(Extracted text begins)
SUPR
Exascale-Ready Plasma Simulations for Fusion Energy, Accelerators & Space Science
Dnr:

NAISS 2024/5-177

Type:

NAISS Medium Compute

Principal Investigator:

Stefano Markidis

Affiliation:

Kungliga Tekniska högskolan

Start Date:

2024-04-29

End Date:

2024-11-01

Primary Classification:

10303: Fusion, Plasma and Space Physics

Allocation

Abstract

Most of the visible universe is made up of plasma, the fourth state of matter, consisting of ionized gas. Therefore, understanding our Universe and unlocking the nature of countless astrophysical, space, and atmospheric phenomena involves understanding plasma behavior. Black hole accretion flows, relativistic jets, solar flares, coronal mass ejections, magnetic storms, and northern lights are examples of plasma phenomena in nature. At the same time, fusion energy research and an increasing number of modern industries critically depend on plasma science and technology. This includes a wide range of applications, from magnetic and inertial confinement fusion to electric propulsion to biomedicine to food processing to chip manufacturing and many more. Thus, plasma simulations contribute significantly to several societal challenges, particularly decarbonization through fusion energy, health and well-being through plasma medicine, as well as safety and security by understanding the effects of space weather on satellites and Earth-based communication and power distribution. In this project, we aim to enable four lighthouse plasma simulation codes (BIT, GENE, PIConGPU, Vlasiator) from different plasma physics domains (plasma-material interfaces, fusion, accelerator physics, space physics) and important scientific drivers to exploit exascale supercomputers. The four codes have a very large user base community in the Scandinavian countries and Europe. To achieve these ambitious scientific goals, we will maximize the performance achievable by our four codes and enable them on the current pre-exascale and upcoming exascale supercomputers by algorithmic improvements (automatic load-balancing, compression, and resilience), performance optimization for highly heterogeneous systems (accelerators and heterogeneous memories) and high-throughput online data analysis. Our codes support AMD CPU and GPU. As part of this project, we will also investigate the impact of new computing paradigms, such as Quantum Computing, on HPC plasma simulation models in the post-exascale era. At this end, we will deploy large-scale quantum simulators to study quantum algorithms for plasma simulations. At KTH, we are a large group of plasma physicists, and computer scientists united to enable advancement in plasma science through large-scale optimized runs.
(Extracted text ends)
(Extracted material begins)
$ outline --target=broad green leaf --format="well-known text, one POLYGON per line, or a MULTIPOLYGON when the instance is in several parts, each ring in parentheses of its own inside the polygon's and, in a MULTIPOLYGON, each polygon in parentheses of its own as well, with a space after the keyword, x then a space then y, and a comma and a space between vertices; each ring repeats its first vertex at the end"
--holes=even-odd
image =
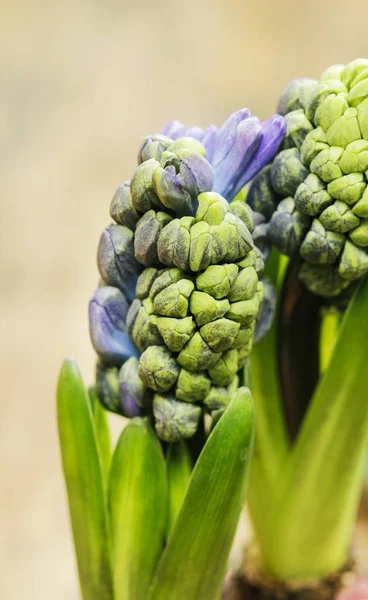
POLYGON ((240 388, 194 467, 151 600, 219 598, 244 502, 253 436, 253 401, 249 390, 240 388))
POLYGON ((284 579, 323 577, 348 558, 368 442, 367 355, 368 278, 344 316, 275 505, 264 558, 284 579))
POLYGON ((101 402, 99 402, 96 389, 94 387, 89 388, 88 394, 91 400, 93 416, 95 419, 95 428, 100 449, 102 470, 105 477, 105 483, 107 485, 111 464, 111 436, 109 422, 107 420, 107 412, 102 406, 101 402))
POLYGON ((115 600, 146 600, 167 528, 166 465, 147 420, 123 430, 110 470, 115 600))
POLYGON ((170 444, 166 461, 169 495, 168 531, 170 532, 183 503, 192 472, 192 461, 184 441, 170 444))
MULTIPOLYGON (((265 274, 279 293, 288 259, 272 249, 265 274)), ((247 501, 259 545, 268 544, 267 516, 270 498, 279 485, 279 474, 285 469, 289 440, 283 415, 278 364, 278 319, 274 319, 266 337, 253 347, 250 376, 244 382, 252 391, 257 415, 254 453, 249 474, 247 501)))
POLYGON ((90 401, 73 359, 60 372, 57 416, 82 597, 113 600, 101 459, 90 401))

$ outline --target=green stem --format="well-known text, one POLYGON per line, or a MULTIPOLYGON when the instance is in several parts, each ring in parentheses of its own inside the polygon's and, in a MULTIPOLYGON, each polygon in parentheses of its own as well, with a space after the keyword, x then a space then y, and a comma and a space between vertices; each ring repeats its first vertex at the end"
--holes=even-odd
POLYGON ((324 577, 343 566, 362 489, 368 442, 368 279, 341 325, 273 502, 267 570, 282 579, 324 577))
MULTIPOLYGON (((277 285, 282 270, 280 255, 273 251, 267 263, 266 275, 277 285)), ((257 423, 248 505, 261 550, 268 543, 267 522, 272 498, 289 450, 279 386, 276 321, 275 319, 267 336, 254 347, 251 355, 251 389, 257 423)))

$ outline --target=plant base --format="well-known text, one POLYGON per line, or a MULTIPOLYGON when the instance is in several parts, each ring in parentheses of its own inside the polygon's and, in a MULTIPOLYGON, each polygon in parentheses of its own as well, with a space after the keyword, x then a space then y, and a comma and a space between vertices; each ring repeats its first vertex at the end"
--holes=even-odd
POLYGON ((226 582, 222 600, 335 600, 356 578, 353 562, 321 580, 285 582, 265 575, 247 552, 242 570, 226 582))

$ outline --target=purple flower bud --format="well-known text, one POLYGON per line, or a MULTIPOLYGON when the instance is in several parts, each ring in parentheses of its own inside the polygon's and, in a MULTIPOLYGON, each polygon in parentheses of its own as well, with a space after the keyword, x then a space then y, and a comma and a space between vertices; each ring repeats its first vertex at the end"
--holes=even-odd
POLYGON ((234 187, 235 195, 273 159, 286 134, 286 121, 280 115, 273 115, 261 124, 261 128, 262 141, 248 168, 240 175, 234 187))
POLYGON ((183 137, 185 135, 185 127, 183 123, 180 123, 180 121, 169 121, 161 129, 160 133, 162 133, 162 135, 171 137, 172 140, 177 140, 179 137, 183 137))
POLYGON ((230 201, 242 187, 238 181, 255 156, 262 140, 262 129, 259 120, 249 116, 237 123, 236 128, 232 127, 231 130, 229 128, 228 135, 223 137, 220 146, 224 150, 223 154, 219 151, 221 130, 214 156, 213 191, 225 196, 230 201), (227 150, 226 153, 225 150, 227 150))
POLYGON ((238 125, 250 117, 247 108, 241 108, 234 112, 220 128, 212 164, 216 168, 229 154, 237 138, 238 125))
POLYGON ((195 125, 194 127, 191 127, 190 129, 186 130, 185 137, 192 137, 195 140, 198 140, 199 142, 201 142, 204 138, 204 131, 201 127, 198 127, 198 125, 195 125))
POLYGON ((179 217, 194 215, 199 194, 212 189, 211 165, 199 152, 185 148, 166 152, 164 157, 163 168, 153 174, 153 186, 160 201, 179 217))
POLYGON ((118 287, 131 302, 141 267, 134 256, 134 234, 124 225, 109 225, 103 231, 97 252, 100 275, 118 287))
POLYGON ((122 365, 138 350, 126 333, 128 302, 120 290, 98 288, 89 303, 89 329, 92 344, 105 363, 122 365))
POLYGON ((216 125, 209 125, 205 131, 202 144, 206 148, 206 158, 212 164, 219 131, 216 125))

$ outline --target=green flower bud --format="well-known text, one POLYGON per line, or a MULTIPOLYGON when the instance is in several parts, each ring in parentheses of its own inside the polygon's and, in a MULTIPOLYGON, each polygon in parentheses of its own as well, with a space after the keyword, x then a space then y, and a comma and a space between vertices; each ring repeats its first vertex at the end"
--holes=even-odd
(Extracted material ends)
> _Work instruction A_
According to the plasma simulation project page, which four codes does the project aim to enable on exascale supercomputers?
> _Work instruction B_
In the plasma simulation project page, rewrite the paragraph beginning "Most of the visible universe is made up of plasma" as a shorter bulleted list that keeps its main facts.
> _Work instruction C_
Summarize the plasma simulation project page in two sentences.

> _Expected answer A_
BIT, GENE, PIConGPU, and Vlasiator.

> _Expected answer B_
- Plasma, ionized gas and the fourth state of matter, makes up most of the visible universe. Examples include black hole accretion flows, solar flares, magnetic storms, and northern lights.
- Fusion energy research and many industries depend on plasma science. These range from confinement fusion and electric propulsion to biomedicine, food processing, and chip manufacturing.
- Plasma simulations help with decarbonization through fusion energy, health through plasma medicine, and safety by clarifying space weather's effects on satellites, communication, and power distribution.
- The project aims to enable four plasma simulation codes (BIT, GENE, PIConGPU, Vlasiator) to exploit exascale supercomputers. These codes cover plasma-material interfaces, fusion, accelerator physics, and space physics, and they have a large user community in Scandinavia and Europe.
- The planned methods are algorithmic improvements (automatic load-balancing, compression, resilience), optimization for heterogeneous systems, and high-throughput online data analysis. The codes support AMD CPU and GPU.
- The project will also investigate how quantum computing affects HPC plasma simulation, using large-scale quantum simulators to study quantum algorithms.
- The work is carried out at KTH by a large group of plasma physicists and computer scientists.

> _Expected answer C_
This NAISS Medium Compute project, led by Stefano Markidis at Kungliga Tekniska högskolan from 2024-04-29 to 2024-11-01, aims to enable four plasma simulation codes (BIT, GENE, PIConGPU, Vlasiator) to exploit exascale supercomputers. The team will do this through algorithmic improvements, performance optimization for heterogeneous systems, and high-throughput online data analysis, and it will also use large-scale quantum simulators to study quantum algorithms for plasma simulations.